Extracted text:

________

We have also granted common stock warrants, as authorized by the Board of Directors, to employees in lieu of cash bonuses or as incentive awards to reward previous service or provide incentives to individuals to acquire a proprietary interest in the Company’s success and to remain in the service of the Company (the “Incentive Warrants”).  These Incentive Warrants have similar characteristics of the Stock Options.  A total of 1,037,500 Incentive Warrants have been issued, with Board of Directors approval, outside of the EPM Stock Plans.  We have not issued Incentive Warrants since the listing of our shares on the NYSE Amex (formerly, the American Stock Exchange) in July 2006.

 

Stock Options and Incentive Warrants

 

Non-cash stock-based compensation expense related to Stock Options and Incentive Warrants for the three months ended December 31, 2011 and 2010 was $59,410 and $172,728, respectively.  For the six months ended December 31, 2011, and 2010, non-cash stock-based compensation expense was $232,139 and $369,571, respectively.

________

Image box annotation records

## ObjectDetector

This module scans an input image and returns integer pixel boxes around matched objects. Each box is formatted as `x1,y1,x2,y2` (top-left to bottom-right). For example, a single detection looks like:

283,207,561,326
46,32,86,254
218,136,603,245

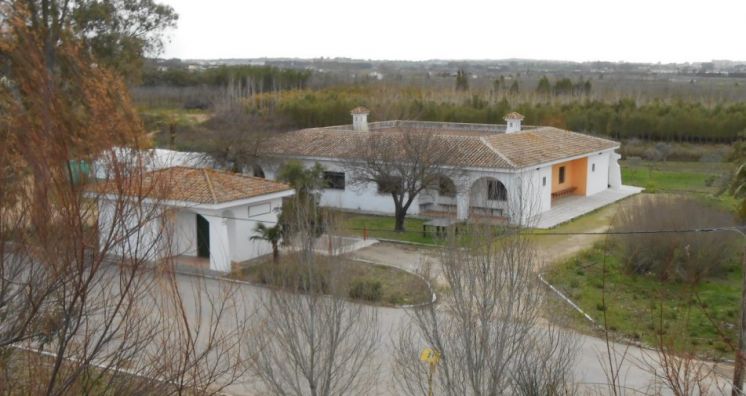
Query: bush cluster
349,279,383,302
612,195,735,283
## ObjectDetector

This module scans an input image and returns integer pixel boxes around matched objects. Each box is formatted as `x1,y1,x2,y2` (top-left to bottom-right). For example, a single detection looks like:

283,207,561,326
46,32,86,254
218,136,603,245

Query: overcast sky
160,0,746,62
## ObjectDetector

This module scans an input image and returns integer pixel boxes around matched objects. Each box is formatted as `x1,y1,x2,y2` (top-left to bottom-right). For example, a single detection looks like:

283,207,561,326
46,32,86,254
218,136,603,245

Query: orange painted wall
552,158,588,195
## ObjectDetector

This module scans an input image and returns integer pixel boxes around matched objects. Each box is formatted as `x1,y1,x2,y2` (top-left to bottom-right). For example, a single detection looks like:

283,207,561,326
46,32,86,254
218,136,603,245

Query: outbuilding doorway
197,215,210,258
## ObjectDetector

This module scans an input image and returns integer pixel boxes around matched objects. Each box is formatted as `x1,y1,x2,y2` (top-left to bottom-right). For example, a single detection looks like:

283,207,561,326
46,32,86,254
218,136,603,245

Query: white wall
262,160,420,214
98,199,170,260
173,210,197,256
99,198,282,271
229,199,282,261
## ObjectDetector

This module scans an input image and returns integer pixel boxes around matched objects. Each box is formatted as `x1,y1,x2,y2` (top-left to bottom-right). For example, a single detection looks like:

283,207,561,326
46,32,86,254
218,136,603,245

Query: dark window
438,176,456,197
487,180,508,201
324,172,345,190
376,176,404,194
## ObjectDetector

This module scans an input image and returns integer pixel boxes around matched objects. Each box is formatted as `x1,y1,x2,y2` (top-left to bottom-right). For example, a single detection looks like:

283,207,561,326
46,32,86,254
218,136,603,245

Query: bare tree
347,129,457,231
205,102,294,177
252,187,380,396
394,227,576,395
0,8,249,395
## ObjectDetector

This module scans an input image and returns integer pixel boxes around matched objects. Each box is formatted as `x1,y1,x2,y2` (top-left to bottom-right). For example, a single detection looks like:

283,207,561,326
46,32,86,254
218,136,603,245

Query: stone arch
251,164,267,179
469,176,509,216
418,175,459,213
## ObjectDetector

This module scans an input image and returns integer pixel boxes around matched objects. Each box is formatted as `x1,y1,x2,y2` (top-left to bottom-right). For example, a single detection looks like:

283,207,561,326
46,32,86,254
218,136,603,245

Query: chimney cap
350,106,370,114
503,111,526,121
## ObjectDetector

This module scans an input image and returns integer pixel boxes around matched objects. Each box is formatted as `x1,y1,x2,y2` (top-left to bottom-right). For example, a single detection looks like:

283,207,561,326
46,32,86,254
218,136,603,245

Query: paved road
170,275,728,395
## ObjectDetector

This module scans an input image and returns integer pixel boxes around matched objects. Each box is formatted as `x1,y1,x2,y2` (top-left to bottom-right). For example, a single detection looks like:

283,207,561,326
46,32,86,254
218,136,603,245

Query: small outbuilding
89,167,294,272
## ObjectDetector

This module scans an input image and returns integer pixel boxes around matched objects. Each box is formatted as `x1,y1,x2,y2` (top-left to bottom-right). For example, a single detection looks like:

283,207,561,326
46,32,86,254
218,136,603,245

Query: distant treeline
247,87,746,143
142,66,311,92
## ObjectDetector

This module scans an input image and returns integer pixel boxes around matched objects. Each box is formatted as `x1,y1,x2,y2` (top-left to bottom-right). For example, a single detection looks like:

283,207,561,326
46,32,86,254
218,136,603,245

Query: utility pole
420,348,440,396
731,228,746,396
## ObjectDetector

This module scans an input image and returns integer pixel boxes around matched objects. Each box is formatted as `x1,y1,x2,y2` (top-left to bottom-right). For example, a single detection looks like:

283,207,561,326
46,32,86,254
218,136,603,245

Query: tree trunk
394,209,407,232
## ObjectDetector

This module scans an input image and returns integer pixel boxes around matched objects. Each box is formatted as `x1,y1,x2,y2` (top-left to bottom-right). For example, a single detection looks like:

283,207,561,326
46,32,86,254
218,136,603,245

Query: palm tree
251,223,282,263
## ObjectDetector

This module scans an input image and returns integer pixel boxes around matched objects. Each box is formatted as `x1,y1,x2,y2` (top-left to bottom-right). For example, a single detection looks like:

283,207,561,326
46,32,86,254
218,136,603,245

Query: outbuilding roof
89,166,292,204
350,106,370,114
261,121,619,169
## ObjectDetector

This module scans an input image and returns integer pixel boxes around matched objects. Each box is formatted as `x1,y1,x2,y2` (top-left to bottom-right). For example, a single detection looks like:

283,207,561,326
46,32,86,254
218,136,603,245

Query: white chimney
503,111,525,133
350,106,370,132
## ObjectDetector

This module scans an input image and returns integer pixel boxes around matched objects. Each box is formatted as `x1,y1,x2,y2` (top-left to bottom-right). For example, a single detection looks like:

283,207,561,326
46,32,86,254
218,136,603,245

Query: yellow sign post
420,348,440,396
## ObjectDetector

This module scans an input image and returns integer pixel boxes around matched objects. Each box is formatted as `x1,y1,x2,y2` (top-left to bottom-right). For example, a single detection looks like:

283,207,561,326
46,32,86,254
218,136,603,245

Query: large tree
347,129,457,232
2,0,178,80
0,6,248,395
393,226,578,395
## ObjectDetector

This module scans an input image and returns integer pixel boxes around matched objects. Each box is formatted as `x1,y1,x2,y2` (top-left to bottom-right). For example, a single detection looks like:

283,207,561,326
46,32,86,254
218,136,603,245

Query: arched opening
419,175,458,214
469,177,508,217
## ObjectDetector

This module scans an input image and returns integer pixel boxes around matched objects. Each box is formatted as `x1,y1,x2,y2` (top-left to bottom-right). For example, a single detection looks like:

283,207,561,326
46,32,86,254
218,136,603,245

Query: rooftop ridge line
479,136,518,168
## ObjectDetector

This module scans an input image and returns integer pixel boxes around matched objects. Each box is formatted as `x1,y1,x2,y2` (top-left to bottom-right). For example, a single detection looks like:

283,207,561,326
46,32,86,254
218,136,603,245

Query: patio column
203,215,231,272
609,152,622,190
456,190,469,220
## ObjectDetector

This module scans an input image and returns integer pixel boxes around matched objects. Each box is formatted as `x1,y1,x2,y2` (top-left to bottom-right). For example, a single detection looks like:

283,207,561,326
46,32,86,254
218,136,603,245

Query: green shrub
349,279,383,302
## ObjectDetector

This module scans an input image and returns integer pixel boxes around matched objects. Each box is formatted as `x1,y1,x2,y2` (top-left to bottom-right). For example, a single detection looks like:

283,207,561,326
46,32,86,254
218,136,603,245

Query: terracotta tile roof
484,127,619,168
261,123,619,169
350,106,370,114
89,166,291,204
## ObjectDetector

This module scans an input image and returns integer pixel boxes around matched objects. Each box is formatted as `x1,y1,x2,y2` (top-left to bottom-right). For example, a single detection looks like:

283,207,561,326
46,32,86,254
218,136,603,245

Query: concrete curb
174,258,437,309
349,257,438,309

________

Problem set:
A - Translate this sentence from the stock compensation passage into Spanish: "These Incentive Warrants have similar characteristics of the Stock Options."
B - Pick up the stock compensation passage after its final sentence and continue writing it.

Task responses:
A - Estos Warrants de Incentivo tienen características similares a las de las Opciones sobre Acciones.

B -
 

There were no Stock Options granted during the six months ended December 31, 2011 and 2010.

 

We estimated the fair value of Stock Options and Incentive Warrants issued to employees and directors at the date of grant using a Black-Scholes-Merton valuation model.  The risk-free rate is based on the U.S. Treasury yield curve in effect at the time of grant.  The expected term (estimated period of time outstanding) of Stock Options and Incentive Warrants is based on the “simplified” method of the estimated expected term for “plain vanilla” options allowed by the SEC Staff Accounting Bulletin (“SAB”) No. 107 and SAB No. 110, and varied based on the vesting period and contractual term of the Stock Options or Incentive Warrants.   Expected volatility is based on the historical volatility of the Company’s closing common stock price and that of an evaluation of a peer group of similar companies trading activity.  We have not declared any cash dividends on the Company’s common stock.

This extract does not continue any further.